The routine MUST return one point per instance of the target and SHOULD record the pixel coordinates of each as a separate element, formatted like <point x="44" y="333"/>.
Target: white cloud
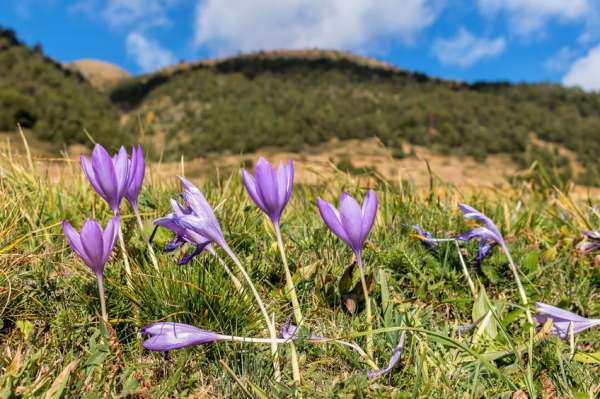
<point x="148" y="54"/>
<point x="531" y="16"/>
<point x="139" y="13"/>
<point x="465" y="50"/>
<point x="561" y="61"/>
<point x="585" y="71"/>
<point x="226" y="26"/>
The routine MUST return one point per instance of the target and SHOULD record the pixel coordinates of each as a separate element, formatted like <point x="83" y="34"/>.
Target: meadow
<point x="55" y="344"/>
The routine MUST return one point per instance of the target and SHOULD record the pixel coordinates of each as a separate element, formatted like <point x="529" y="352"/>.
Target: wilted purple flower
<point x="488" y="234"/>
<point x="290" y="332"/>
<point x="393" y="359"/>
<point x="166" y="336"/>
<point x="94" y="246"/>
<point x="468" y="327"/>
<point x="592" y="244"/>
<point x="426" y="237"/>
<point x="108" y="176"/>
<point x="351" y="223"/>
<point x="182" y="235"/>
<point x="135" y="176"/>
<point x="562" y="319"/>
<point x="269" y="189"/>
<point x="201" y="220"/>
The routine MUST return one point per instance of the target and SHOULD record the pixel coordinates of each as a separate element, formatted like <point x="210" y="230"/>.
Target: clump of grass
<point x="53" y="341"/>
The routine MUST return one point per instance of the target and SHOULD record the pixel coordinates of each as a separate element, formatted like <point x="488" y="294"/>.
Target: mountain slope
<point x="102" y="75"/>
<point x="295" y="98"/>
<point x="57" y="103"/>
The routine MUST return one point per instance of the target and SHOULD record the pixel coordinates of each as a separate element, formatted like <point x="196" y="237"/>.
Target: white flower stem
<point x="291" y="291"/>
<point x="136" y="211"/>
<point x="363" y="281"/>
<point x="125" y="258"/>
<point x="466" y="270"/>
<point x="100" y="280"/>
<point x="270" y="328"/>
<point x="352" y="345"/>
<point x="515" y="272"/>
<point x="234" y="279"/>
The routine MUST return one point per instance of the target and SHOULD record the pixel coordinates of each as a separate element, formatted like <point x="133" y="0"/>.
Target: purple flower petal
<point x="472" y="213"/>
<point x="106" y="177"/>
<point x="109" y="237"/>
<point x="369" y="211"/>
<point x="92" y="243"/>
<point x="351" y="217"/>
<point x="393" y="359"/>
<point x="88" y="170"/>
<point x="250" y="184"/>
<point x="168" y="336"/>
<point x="562" y="319"/>
<point x="121" y="163"/>
<point x="135" y="176"/>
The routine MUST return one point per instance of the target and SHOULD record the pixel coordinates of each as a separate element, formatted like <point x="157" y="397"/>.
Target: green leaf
<point x="345" y="284"/>
<point x="530" y="262"/>
<point x="588" y="358"/>
<point x="480" y="309"/>
<point x="26" y="328"/>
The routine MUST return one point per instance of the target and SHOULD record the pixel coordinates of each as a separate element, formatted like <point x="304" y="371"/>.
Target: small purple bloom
<point x="393" y="359"/>
<point x="562" y="319"/>
<point x="269" y="189"/>
<point x="201" y="220"/>
<point x="351" y="223"/>
<point x="182" y="235"/>
<point x="135" y="177"/>
<point x="592" y="244"/>
<point x="166" y="336"/>
<point x="488" y="234"/>
<point x="489" y="231"/>
<point x="290" y="331"/>
<point x="426" y="237"/>
<point x="108" y="176"/>
<point x="468" y="327"/>
<point x="94" y="246"/>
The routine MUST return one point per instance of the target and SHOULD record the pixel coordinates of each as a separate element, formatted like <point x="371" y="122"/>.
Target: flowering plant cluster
<point x="195" y="225"/>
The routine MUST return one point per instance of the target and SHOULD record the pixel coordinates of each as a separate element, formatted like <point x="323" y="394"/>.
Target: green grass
<point x="52" y="342"/>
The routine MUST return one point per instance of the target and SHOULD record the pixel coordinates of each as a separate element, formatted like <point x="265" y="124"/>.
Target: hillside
<point x="102" y="75"/>
<point x="294" y="99"/>
<point x="55" y="102"/>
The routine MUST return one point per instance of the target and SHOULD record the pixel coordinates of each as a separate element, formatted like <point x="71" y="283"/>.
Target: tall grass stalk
<point x="263" y="309"/>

Work to be completed:
Reproduce all the records verbatim, excluding images.

Task response:
The routine MUST return one point per instance of the target and SHOULD record the pixel coordinates of each as a separate element, formatted like <point x="44" y="333"/>.
Target: white cloud
<point x="148" y="54"/>
<point x="531" y="16"/>
<point x="139" y="13"/>
<point x="465" y="50"/>
<point x="561" y="61"/>
<point x="585" y="71"/>
<point x="226" y="26"/>
The routine MUST return one point per instance of the target and SHOULD record the pixel coordinates of each as a separate element, formatted like <point x="83" y="34"/>.
Target: meadow
<point x="55" y="344"/>
The routine MUST return one point per instance of the target and SHOULD record the pixel coordinates of each as a separate element, formatted like <point x="529" y="352"/>.
Target: wilted purple flower
<point x="488" y="234"/>
<point x="290" y="332"/>
<point x="393" y="359"/>
<point x="166" y="336"/>
<point x="94" y="246"/>
<point x="468" y="327"/>
<point x="592" y="244"/>
<point x="426" y="237"/>
<point x="108" y="176"/>
<point x="351" y="223"/>
<point x="182" y="235"/>
<point x="135" y="176"/>
<point x="562" y="319"/>
<point x="269" y="189"/>
<point x="201" y="220"/>
The routine MUST return one point per instance of the target and SHOULD record the pixel coordinates of each as a separate element, formatted like <point x="210" y="230"/>.
Target: clump of grass
<point x="53" y="341"/>
The routine MUST return one point per instance of the target and SHOULD record the pixel coordinates of each as a separate element, formatted like <point x="488" y="294"/>.
Target: mountain slope
<point x="102" y="75"/>
<point x="295" y="98"/>
<point x="57" y="103"/>
The routine MUST return one point per instance of the target and SHOULD record the pixel coordinates of each as a separate element, formatted like <point x="196" y="237"/>.
Target: white flower stem
<point x="291" y="291"/>
<point x="136" y="211"/>
<point x="363" y="281"/>
<point x="125" y="258"/>
<point x="466" y="270"/>
<point x="100" y="280"/>
<point x="270" y="328"/>
<point x="352" y="345"/>
<point x="515" y="272"/>
<point x="234" y="279"/>
The routine MUST return one point per instance of the target and SHOULD record the pixel coordinates of each as a separate element, formatted like <point x="133" y="0"/>.
Target: purple flower petal
<point x="472" y="213"/>
<point x="106" y="177"/>
<point x="109" y="237"/>
<point x="369" y="211"/>
<point x="92" y="243"/>
<point x="351" y="217"/>
<point x="393" y="359"/>
<point x="88" y="170"/>
<point x="250" y="184"/>
<point x="168" y="336"/>
<point x="562" y="319"/>
<point x="121" y="163"/>
<point x="135" y="176"/>
The routine MUST return one point per instance of the target and SHOULD record the pixel coordinates of each as a separate element, formatted like <point x="157" y="397"/>.
Target: green leaf
<point x="345" y="284"/>
<point x="530" y="262"/>
<point x="588" y="358"/>
<point x="480" y="309"/>
<point x="26" y="328"/>
The routine MUST return one point per instance of the target and SHOULD record the pixel coordinates of each as a separate element, formatted like <point x="304" y="371"/>.
Target: small purple bloom
<point x="393" y="359"/>
<point x="562" y="319"/>
<point x="269" y="189"/>
<point x="201" y="220"/>
<point x="351" y="223"/>
<point x="182" y="235"/>
<point x="135" y="177"/>
<point x="592" y="244"/>
<point x="166" y="336"/>
<point x="488" y="234"/>
<point x="489" y="231"/>
<point x="290" y="331"/>
<point x="426" y="237"/>
<point x="108" y="176"/>
<point x="468" y="327"/>
<point x="94" y="246"/>
The routine MUST return one point per instance of the target and SHOULD record the pixel coordinates of each as a separate element, formatted like <point x="371" y="122"/>.
Target: flowering plant cluster
<point x="195" y="225"/>
The routine MUST return one point per instance of the target and SHOULD record the pixel coordinates of each as a separate element, formatted like <point x="323" y="394"/>.
Target: green grass
<point x="52" y="342"/>
The routine MUST return one point per instance of the target and SHOULD record the pixel coordinates of each as a separate element, formatted like <point x="265" y="124"/>.
Target: hillside
<point x="102" y="75"/>
<point x="294" y="99"/>
<point x="55" y="102"/>
The routine MUST return one point per instance of the target and SHOULD record the pixel coordinates of each as a separate element, formatted like <point x="71" y="283"/>.
Target: tall grass stalk
<point x="263" y="309"/>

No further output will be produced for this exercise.